Problem: Copy all of the records below verbatim.

Given records:
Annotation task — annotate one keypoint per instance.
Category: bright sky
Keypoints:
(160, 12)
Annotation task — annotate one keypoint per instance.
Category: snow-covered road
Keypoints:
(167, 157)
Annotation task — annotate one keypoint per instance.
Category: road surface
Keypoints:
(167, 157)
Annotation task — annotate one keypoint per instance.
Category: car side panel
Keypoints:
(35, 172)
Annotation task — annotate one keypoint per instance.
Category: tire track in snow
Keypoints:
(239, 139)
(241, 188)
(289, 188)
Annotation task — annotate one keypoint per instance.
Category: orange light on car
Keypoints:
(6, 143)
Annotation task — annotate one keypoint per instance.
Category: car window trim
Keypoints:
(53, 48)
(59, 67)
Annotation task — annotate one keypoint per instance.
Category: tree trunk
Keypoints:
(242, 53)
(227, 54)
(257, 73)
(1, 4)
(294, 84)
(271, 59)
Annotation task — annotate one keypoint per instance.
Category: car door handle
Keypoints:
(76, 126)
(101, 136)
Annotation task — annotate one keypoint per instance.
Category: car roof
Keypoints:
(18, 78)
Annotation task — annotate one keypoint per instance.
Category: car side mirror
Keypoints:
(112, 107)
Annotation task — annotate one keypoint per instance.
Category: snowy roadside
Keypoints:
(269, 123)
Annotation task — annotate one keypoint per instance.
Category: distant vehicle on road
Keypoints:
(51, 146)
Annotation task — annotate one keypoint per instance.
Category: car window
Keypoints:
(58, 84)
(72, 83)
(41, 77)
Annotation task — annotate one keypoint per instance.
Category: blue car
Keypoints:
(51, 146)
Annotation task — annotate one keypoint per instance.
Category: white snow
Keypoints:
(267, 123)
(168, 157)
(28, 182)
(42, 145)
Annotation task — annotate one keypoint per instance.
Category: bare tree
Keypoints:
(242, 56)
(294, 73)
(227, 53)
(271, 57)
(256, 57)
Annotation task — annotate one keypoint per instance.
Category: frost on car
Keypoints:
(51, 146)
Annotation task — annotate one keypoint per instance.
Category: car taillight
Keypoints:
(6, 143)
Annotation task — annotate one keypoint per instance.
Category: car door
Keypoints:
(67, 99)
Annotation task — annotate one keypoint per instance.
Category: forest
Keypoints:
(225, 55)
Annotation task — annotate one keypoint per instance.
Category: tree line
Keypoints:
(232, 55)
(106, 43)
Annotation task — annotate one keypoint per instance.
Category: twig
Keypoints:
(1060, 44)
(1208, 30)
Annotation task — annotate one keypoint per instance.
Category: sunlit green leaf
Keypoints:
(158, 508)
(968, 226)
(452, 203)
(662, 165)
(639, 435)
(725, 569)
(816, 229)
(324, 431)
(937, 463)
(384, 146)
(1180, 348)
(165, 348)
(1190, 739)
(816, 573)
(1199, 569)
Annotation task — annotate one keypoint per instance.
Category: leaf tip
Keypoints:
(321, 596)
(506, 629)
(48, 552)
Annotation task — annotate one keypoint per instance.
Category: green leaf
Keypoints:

Expected answer:
Annotation task — annotate one keypoint per instance.
Category: bright sky
Keypoints:
(160, 12)
Annotation task — annotate one keypoint per instance.
Category: snow-covered road
Keypoints:
(167, 157)
Annotation task — annotate one keypoint per instance.
Category: road surface
Keypoints:
(167, 157)
Annotation task — annotate one keypoint per instance.
Category: car side panel
Keypoints:
(35, 172)
Annotation task — annotate one keypoint per instance.
Category: tire track in snow
Keypoints:
(239, 139)
(241, 188)
(289, 188)
Annotation task — annotate one keypoint per instance.
Category: orange light on car
Keypoints:
(6, 143)
Annotation task — annotate one keypoint per instance.
Category: car window trim
Keypoints:
(53, 48)
(59, 67)
Annotation task — annotate one keypoint per instance.
Category: tree trunk
Keypoints:
(242, 53)
(227, 54)
(257, 73)
(1, 4)
(294, 84)
(271, 59)
Annotation task — annotate one keypoint per instance.
Category: car door handle
Keypoints:
(76, 126)
(101, 136)
Annotation task — annotate one keypoint per instance.
Category: car roof
Keypoints:
(18, 78)
Annotation task — annotate one keypoint per instance.
Category: car side mirror
Keypoints:
(112, 107)
Annotation task — annotate one keypoint per instance.
Category: snowy roadside
Keypoints:
(269, 123)
Annotation task — annotate one keypoint per instance.
Category: distant vehicle on road
Keypoints:
(51, 146)
Annotation task — annotate one keypoint per instance.
Category: car window
Keypoints:
(58, 84)
(72, 83)
(41, 77)
Annotation task — annotate one keypoint per instance.
Category: blue car
Keypoints:
(51, 146)
Annotation task — annotate one keypoint per instance.
Category: white snow
Keypoints:
(267, 123)
(168, 157)
(28, 182)
(42, 145)
Annotation task — annotate one keypoint per instance.
Category: bare tree
Keypoints:
(242, 56)
(294, 73)
(227, 53)
(271, 57)
(256, 57)
Annotation task — annotate one keypoint per instance.
Category: frost on car
Keypoints:
(51, 146)
Annotation task — annotate one keypoint per instance.
Category: car taillight
Keypoints:
(6, 143)
Annotation task — annotate one keypoint per instance.
Category: car door
Keypoints:
(67, 99)
Annotation task — annotate one keypoint per instance.
Category: forest
Keypoints:
(225, 55)
Annotation task — annotate one keypoint per instance.
Category: tree line
Keypoints:
(232, 55)
(106, 43)
Annotation task — annotate one keypoint per instance.
Category: twig
Keypoints:
(1060, 44)
(1208, 30)
Annotation task — annotate one keypoint per instance.
Category: sunlit green leaf
Keypoints:
(158, 508)
(968, 226)
(452, 203)
(662, 165)
(639, 435)
(725, 569)
(816, 229)
(324, 431)
(937, 463)
(384, 146)
(1180, 348)
(165, 348)
(1190, 739)
(816, 573)
(1199, 569)
Annotation task — annotate one keypoint per instance.
Category: leaf tip
Keypoints:
(321, 596)
(506, 629)
(48, 552)
Annotation task — annotate one keypoint per instance.
Category: green leaf
Keypoints:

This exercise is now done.